* [What is needed]:
Write out all of the data exactly as it appears.

[Start Rows]

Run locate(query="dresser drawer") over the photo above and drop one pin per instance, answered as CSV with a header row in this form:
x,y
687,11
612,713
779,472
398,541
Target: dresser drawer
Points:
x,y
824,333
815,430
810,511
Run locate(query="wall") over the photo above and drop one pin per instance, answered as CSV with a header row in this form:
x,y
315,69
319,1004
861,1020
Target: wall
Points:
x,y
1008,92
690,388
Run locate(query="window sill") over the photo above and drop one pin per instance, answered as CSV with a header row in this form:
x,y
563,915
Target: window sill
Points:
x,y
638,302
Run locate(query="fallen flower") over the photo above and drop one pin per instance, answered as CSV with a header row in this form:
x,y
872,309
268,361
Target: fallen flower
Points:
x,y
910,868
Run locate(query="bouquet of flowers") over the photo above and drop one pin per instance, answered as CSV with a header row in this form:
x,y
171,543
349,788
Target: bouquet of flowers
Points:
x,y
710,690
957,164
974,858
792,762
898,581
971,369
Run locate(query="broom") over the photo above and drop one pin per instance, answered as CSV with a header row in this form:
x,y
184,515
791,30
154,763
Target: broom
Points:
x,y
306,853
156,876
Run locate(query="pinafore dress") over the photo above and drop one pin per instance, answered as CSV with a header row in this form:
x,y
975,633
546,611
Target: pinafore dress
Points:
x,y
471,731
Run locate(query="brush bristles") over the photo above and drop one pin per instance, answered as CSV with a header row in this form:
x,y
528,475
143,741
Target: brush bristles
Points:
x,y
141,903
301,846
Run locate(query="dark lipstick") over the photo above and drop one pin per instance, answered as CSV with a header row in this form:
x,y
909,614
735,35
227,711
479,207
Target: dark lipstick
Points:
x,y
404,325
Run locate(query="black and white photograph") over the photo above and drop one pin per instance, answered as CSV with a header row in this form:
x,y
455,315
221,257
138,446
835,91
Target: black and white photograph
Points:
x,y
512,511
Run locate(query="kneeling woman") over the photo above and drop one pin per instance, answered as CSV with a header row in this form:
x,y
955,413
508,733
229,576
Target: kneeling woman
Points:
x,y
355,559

[End Rows]

* [Exercise answer]:
Run locate(query="dresser drawer") over the photo above and drop one pin per instance, answered as CSV with a header row in this form:
x,y
687,11
612,713
779,472
398,541
Target: dresser drawer
Points:
x,y
824,333
815,430
810,511
Run locate(query="wall") over the photo above and drop one pin per instance, answered as CSV with a header row in this form:
x,y
315,69
319,1004
861,1020
Target: wall
Points:
x,y
1008,92
690,388
Run locate(query="window sill") over the photo above and drop one pin per instance, answered as CSV with a header row in this form:
x,y
563,915
Target: window sill
Points:
x,y
638,302
Run locate(query="fallen flower") over the photo above and drop one pin per instance, answered as CSV with a header row in this form:
x,y
872,309
268,361
Target: fallen flower
Points:
x,y
910,868
Run locate(query="bouquet of flowers") over the photo above and drop one pin per instance, answered as CSV with a header row in this form:
x,y
171,543
349,788
Target: bouquet of flowers
Points:
x,y
710,690
957,164
974,858
792,762
898,581
971,369
Run locate(query="broom") over the photo above and drop one pin per instance, answered as CSV with a header row in this form:
x,y
184,515
791,30
154,763
Target: broom
Points:
x,y
306,853
156,876
Run locate(query="pinafore dress") over the photo above and drop one pin per instance, answered as CSV with a header row in this form:
x,y
975,633
546,611
Target: pinafore dress
Points:
x,y
471,731
Run locate(query="brush bristles") over the photo above and drop one pin per instance, answered as CSV with a header row in this form:
x,y
528,475
143,741
Target: brush bristles
Points:
x,y
141,903
301,846
Run locate(query="dark lipstick") over the photo above and drop one pin per instance, answered as CSV with a header row in this form:
x,y
909,614
735,35
227,711
479,207
Target: dark lipstick
Points:
x,y
404,325
Run locate(query="black and white photograph") over the photo above and drop one pin per instance, answered as CSV with a header row in this form:
x,y
455,315
221,257
138,446
835,91
Target: black and white photograph
Points:
x,y
512,511
Run locate(query="kneeling woman") over the photo above and drop one pin per instance, answered as CSV with a header row in this form:
x,y
955,413
508,733
229,576
Target: kneeling woman
Points:
x,y
355,559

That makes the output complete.